Swift Energy Announces: First Quarter Production of 2.94 Million Barrels of Oil Equivalent

First Quarter 2014 Net Income of $5.4 Million, or $0.12 Per Diluted Share;

First Quarter 2014 Adjusted Cash Flow of $73.6 Million, or $1.67 Per Diluted Share

HOUSTON--()--Swift Energy Company (NYSE:SFY) announced today net income of $5.4 million for the first quarter of 2014, or $0.12 per diluted share, a decrease compared to first quarter 2013 net income of $7.2 million, or $0.17 per diluted share, and an increase compared to a net loss of $41.8 million in the fourth quarter of 2013. Included in first quarter 2014 net income is a pre-tax loss of $3.4 million, or $0.04 per diluted share, for a non-cash fair value adjustment associated with the Company’s ongoing price risk management program.

Adjusted cash flow (cash flow before working capital changes, a non-GAAP measure - see page 6 for reconciliation to the GAAP measure) for the first quarter of 2014 increased 1% to $73.6 million, compared to $72.6 million for that measure in the first quarter of 2013, and decreased 5% when compared to adjusted cash flow of $77.8 million for the fourth quarter of 2013.

Swift Energy produced 2.94 million barrels of oil equivalent (“MMBoe”) during the first quarter of 2014, a 4% increase over first quarter 2013 production of 2.82 MMBoe, and down 5% compared to fourth quarter 2013 production of 3.09 MMBoe.

“Our focused South Texas development program continues to yield excellent results,” commented Terry Swift, CEO of Swift Energy. “Our oil and gas professionals are able to hydraulically stimulate greater hydrocarbon reservoir volumes using longer laterals and more proppant. We are applying these techniques across our South Texas asset base and, at the same time, are lowering our costs.

▶ Extracted records:
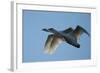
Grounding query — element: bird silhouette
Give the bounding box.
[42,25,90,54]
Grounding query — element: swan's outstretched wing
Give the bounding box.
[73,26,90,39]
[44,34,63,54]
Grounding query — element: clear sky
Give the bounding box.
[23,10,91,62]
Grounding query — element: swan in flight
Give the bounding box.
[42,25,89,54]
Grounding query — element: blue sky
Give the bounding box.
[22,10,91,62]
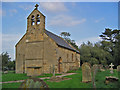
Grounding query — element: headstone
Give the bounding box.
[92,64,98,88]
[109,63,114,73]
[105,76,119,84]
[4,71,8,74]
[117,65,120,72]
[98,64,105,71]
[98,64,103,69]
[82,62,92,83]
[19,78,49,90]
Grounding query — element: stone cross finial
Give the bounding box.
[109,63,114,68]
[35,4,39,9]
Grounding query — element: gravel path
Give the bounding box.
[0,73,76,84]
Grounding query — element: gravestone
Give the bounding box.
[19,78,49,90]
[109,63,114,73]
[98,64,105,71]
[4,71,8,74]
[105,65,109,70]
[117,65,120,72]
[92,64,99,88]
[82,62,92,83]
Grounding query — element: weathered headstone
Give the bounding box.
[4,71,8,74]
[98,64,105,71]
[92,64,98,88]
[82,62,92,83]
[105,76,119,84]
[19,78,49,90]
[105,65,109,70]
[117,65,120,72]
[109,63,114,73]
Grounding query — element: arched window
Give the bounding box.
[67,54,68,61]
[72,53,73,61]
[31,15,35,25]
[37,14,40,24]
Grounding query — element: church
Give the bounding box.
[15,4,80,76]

==

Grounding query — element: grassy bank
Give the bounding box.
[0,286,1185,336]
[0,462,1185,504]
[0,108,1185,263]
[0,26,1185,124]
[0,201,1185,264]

...

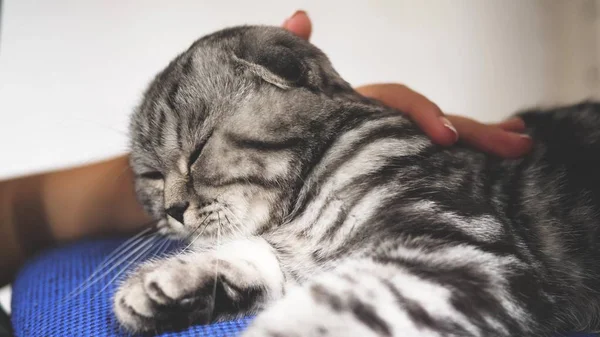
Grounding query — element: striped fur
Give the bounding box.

▶ Things to do:
(1) List every quarterly production figure that the Swift Energy press release reports, along with the quarter it belongs to.
(2) Convert the records starting at the line that contains "Grounding query — element: stone cross finial" and ending at the line that contains "[0,73,76,84]" into a two-column CSV with the columns request and answer. Use one row per request, put each field in quotation marks, and turn line breaks into spaces.
The press release and the records come from unrelated sources.

▶ Problem solutions:
(1)
First quarter 2014: 2.94 MMBoe
First quarter 2013: 2.82 MMBoe
Fourth quarter 2013: 3.09 MMBoe

(2)
request,answer
"Grounding query — element: stone cross finial Give the bounding box.","[109,63,114,68] [35,4,39,9]"
"Grounding query — element: gravel path Give the bounding box.","[0,73,76,84]"